# Work item:
Each line from the line containing "Indicate every instance of the reflection" through the last line of the entries is to be reproduced exactly as it stands.

(Dataset entries)
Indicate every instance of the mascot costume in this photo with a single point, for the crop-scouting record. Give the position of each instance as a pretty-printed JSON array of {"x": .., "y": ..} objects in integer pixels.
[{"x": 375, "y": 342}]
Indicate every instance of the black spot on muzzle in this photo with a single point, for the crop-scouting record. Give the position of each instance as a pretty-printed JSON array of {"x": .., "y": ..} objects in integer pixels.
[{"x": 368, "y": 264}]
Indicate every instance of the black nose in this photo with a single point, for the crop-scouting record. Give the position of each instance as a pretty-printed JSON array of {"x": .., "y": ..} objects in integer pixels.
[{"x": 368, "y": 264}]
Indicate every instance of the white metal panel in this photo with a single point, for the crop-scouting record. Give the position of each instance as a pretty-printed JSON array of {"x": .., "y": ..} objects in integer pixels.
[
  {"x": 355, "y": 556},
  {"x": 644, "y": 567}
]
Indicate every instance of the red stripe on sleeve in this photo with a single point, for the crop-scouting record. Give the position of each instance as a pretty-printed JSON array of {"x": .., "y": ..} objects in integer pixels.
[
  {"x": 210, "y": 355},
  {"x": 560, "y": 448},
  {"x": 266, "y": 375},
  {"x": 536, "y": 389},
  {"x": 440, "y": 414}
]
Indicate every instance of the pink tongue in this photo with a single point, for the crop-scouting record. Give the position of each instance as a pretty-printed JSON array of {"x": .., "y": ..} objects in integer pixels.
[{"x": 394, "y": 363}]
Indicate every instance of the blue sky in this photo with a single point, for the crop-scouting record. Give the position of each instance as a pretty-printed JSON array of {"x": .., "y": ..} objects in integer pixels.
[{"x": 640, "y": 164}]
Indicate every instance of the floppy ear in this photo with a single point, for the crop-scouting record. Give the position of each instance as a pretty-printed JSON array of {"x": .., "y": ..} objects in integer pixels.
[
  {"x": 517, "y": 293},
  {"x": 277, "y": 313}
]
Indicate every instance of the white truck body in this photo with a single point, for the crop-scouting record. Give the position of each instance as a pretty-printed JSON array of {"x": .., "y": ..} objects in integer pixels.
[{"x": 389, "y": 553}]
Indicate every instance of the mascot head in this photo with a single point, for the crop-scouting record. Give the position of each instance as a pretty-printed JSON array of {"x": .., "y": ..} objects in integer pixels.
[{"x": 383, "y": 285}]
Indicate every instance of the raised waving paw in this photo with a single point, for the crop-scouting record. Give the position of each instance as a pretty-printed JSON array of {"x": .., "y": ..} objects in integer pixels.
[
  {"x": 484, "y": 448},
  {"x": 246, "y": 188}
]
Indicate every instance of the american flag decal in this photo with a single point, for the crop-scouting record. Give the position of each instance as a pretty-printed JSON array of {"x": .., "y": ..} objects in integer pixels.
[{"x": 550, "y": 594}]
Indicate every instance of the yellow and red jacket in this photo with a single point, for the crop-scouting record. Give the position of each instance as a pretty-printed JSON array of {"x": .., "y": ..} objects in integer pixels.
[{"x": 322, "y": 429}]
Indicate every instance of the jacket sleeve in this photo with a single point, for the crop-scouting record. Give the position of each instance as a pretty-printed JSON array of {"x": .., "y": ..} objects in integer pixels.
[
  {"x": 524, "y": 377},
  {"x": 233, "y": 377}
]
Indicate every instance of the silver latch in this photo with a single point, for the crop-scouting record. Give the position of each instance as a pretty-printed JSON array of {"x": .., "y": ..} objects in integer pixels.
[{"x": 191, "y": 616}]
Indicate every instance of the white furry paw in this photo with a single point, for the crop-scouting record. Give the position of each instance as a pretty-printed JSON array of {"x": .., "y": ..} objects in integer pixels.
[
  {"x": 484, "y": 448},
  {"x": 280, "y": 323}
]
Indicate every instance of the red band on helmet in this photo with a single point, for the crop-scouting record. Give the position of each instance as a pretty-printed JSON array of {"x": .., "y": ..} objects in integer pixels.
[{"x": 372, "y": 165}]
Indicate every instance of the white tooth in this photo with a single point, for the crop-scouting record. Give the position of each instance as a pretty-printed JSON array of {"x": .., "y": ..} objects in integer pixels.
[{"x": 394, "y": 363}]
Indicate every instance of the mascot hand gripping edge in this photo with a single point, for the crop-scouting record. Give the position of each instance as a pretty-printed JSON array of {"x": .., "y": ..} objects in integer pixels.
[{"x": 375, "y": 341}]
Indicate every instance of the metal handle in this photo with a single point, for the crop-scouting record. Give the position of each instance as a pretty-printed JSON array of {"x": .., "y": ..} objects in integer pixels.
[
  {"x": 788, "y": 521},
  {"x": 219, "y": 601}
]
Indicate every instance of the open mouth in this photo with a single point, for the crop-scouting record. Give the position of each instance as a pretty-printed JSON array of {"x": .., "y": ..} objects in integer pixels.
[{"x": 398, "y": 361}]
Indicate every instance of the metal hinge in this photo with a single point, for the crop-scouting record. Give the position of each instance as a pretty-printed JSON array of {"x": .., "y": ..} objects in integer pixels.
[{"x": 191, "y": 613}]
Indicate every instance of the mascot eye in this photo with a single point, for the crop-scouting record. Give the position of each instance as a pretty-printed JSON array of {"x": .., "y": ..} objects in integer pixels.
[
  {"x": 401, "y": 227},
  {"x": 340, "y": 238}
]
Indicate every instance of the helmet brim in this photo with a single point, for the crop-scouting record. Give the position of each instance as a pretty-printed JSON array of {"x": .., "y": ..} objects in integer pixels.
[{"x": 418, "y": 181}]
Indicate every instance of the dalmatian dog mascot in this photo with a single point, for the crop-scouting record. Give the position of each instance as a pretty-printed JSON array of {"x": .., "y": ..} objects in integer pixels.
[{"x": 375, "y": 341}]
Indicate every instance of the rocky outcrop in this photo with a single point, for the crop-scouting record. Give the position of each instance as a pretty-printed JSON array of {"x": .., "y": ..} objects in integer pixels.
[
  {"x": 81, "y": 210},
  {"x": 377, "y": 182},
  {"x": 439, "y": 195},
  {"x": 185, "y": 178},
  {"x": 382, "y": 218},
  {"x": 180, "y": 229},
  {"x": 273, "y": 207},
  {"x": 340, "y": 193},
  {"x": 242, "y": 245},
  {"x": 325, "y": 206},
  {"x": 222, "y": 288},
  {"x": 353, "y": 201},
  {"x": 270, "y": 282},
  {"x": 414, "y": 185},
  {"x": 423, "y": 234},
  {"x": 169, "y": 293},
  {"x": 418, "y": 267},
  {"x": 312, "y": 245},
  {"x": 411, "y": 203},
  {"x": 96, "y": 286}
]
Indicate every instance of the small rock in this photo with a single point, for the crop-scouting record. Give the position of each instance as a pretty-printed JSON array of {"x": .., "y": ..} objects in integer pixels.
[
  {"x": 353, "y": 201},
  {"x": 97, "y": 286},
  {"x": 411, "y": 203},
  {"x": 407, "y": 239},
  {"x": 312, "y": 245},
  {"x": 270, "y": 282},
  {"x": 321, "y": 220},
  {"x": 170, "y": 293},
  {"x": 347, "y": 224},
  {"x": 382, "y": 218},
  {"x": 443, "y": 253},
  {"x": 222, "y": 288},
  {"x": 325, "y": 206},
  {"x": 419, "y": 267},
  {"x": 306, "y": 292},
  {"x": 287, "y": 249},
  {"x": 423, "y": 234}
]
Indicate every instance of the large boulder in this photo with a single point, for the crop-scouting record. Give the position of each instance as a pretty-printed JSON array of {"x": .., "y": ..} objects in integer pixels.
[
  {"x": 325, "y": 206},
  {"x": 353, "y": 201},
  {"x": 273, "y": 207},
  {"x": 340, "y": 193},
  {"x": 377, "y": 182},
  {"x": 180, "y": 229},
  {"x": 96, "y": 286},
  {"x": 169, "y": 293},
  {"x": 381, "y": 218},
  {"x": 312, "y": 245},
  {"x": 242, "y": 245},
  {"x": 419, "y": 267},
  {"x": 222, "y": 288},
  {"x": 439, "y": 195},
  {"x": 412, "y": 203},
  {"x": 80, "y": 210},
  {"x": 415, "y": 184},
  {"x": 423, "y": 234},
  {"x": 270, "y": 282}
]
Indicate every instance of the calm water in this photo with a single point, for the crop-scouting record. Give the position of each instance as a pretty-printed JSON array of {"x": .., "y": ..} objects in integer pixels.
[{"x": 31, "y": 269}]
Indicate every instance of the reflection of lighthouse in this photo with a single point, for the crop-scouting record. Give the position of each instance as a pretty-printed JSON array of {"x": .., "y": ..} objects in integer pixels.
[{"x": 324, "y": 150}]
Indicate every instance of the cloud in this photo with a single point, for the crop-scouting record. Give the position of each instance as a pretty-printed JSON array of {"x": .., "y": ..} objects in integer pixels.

# Response box:
Indicate every instance of the reflection of lighthouse in this photo with a single point, for the crop-scouting record. Give the position of each instance as a pretty-printed JSON array of {"x": .., "y": ..} objects in integer pixels.
[{"x": 324, "y": 150}]
Indicate every instance of the cloud in this photo with a single point, for the crop-scouting record. Give the position of each instance as a pretty-printed JSON array of {"x": .., "y": ..} objects in integer pixels.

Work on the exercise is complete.